# WHAT IS NEEDED:
Recast every line of the entries below as a JSON list of strings, with one string for each line and any blank lines left out.

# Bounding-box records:
--*--

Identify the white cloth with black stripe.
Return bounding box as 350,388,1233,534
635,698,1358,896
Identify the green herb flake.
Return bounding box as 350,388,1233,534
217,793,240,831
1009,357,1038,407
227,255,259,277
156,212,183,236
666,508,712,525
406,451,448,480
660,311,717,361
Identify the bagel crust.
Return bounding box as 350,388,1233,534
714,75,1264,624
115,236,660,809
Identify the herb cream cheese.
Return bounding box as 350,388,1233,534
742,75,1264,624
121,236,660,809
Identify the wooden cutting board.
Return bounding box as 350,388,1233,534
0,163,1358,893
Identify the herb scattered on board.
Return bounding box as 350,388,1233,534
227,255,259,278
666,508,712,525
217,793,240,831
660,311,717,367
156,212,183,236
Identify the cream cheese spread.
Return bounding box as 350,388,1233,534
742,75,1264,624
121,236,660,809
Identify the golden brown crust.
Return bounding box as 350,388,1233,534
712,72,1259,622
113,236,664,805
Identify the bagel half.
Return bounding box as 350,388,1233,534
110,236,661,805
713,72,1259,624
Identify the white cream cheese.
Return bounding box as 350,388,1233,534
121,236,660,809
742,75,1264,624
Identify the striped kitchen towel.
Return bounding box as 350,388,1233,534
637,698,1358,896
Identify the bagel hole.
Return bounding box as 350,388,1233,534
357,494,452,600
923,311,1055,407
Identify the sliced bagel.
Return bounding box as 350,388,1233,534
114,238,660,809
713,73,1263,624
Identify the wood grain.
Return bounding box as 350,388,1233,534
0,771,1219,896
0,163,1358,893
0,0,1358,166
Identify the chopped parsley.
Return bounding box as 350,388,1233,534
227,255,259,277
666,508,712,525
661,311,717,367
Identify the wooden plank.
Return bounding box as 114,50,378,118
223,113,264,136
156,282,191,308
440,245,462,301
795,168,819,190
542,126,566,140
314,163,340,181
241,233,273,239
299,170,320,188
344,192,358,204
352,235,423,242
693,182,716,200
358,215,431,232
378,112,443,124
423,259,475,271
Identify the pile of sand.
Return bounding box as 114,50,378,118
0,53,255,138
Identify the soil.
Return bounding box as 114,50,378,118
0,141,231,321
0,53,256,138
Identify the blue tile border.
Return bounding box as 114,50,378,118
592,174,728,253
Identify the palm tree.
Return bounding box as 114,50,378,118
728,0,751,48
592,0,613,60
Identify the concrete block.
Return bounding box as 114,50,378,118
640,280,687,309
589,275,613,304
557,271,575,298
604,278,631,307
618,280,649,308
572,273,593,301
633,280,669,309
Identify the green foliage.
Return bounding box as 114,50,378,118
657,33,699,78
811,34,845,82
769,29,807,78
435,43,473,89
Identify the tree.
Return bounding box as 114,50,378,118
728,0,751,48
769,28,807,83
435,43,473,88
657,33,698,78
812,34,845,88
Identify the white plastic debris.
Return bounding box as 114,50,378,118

--*--

# OUTPUT FOR THIS EXERCISE:
[
  "Identify the white cloth with black stripe.",
  "Return bounding box as 350,388,1233,534",
  "635,698,1358,896",
  "Identify the green herb flake.",
  "Return bounding box as 350,388,1233,534",
  "217,793,240,831",
  "1009,357,1038,407",
  "227,255,259,277",
  "156,212,183,236",
  "666,508,712,525",
  "406,451,448,480",
  "660,311,717,361",
  "Identify the bagel crust.",
  "Return bounding box as 350,388,1233,534",
  "714,75,1264,624",
  "115,236,660,809",
  "Identify the herb cream cheese.",
  "Return bounding box as 350,388,1233,534",
  "742,75,1264,624",
  "121,236,660,809",
  "Identify the wooden cutting board.",
  "Return bounding box as 350,388,1233,534",
  "0,163,1358,893",
  "Identify the herb scattered on board.",
  "Return bounding box as 350,388,1233,534",
  "227,255,259,278",
  "666,508,712,525",
  "217,793,240,831",
  "660,311,717,367",
  "156,212,183,236",
  "Identify the cream cheese spread.",
  "Return bounding box as 350,388,1233,534",
  "742,75,1264,624",
  "121,236,660,809",
  "Identify the golden brown crust.",
  "Return bounding box as 350,388,1233,534",
  "712,72,1259,622",
  "113,236,664,805",
  "Identify the bagel half.",
  "Return bounding box as 350,388,1233,534",
  "110,236,661,805",
  "713,72,1259,624",
  "Identify the white cream cheese.",
  "Return bounding box as 350,388,1233,534",
  "121,236,660,809",
  "742,75,1264,624",
  "Identify the striped kitchen towel.",
  "Return bounding box as 350,388,1233,534",
  "637,698,1358,896",
  "Identify the bagel hole.",
  "Return bounding box as 350,388,1233,534",
  "357,494,452,600",
  "923,311,1055,407",
  "Identify the sliced bagel.",
  "Return bounding box as 350,388,1233,534",
  "114,238,660,809",
  "713,73,1263,624",
  "Identify the wood grain.",
  "Return bounding box as 350,388,1233,534",
  "0,771,1219,896",
  "0,163,1358,893",
  "0,0,1358,166",
  "Identify the chopped parsley.",
  "Return bounding box as 350,388,1233,534",
  "227,255,259,277",
  "666,508,712,525",
  "661,311,717,367",
  "Identify the wooden plank.",
  "Return bounding box as 114,50,378,118",
  "223,113,264,136",
  "156,282,191,308",
  "440,245,462,301",
  "795,168,819,190",
  "542,126,566,140",
  "314,163,340,181",
  "241,233,273,239",
  "299,170,320,188",
  "344,192,358,204",
  "352,235,423,242",
  "693,182,716,200",
  "358,215,431,232",
  "378,112,443,124",
  "423,259,475,271",
  "Identify the pile of sand.",
  "Return bounding box as 114,50,378,118",
  "0,53,255,138",
  "Identify the soil.",
  "Return bounding box as 114,50,378,118",
  "0,141,231,321",
  "0,53,256,138",
  "Identify the blue tile border.",
  "Return bounding box as 114,50,378,118",
  "592,174,728,253",
  "Identify the palm tree.",
  "Return bounding box as 114,50,378,118",
  "728,0,751,48",
  "592,0,613,60",
  "Identify the concrete block.",
  "Return bounding box as 114,50,378,118",
  "640,280,687,309",
  "589,275,613,304",
  "557,271,575,298",
  "604,278,631,307",
  "618,280,649,308",
  "572,273,593,301",
  "633,280,669,309",
  "Identify the green foliage.",
  "Return bounding box as 114,50,378,118",
  "657,33,699,78",
  "811,34,845,82",
  "769,29,807,78",
  "435,43,473,89",
  "Identify the tree.",
  "Return bounding box as 114,50,378,118",
  "728,0,751,48",
  "769,28,807,83",
  "435,43,473,88",
  "657,33,698,78",
  "812,34,845,88",
  "Identify the white plastic debris.",
  "Return bounding box as 114,50,378,118"
]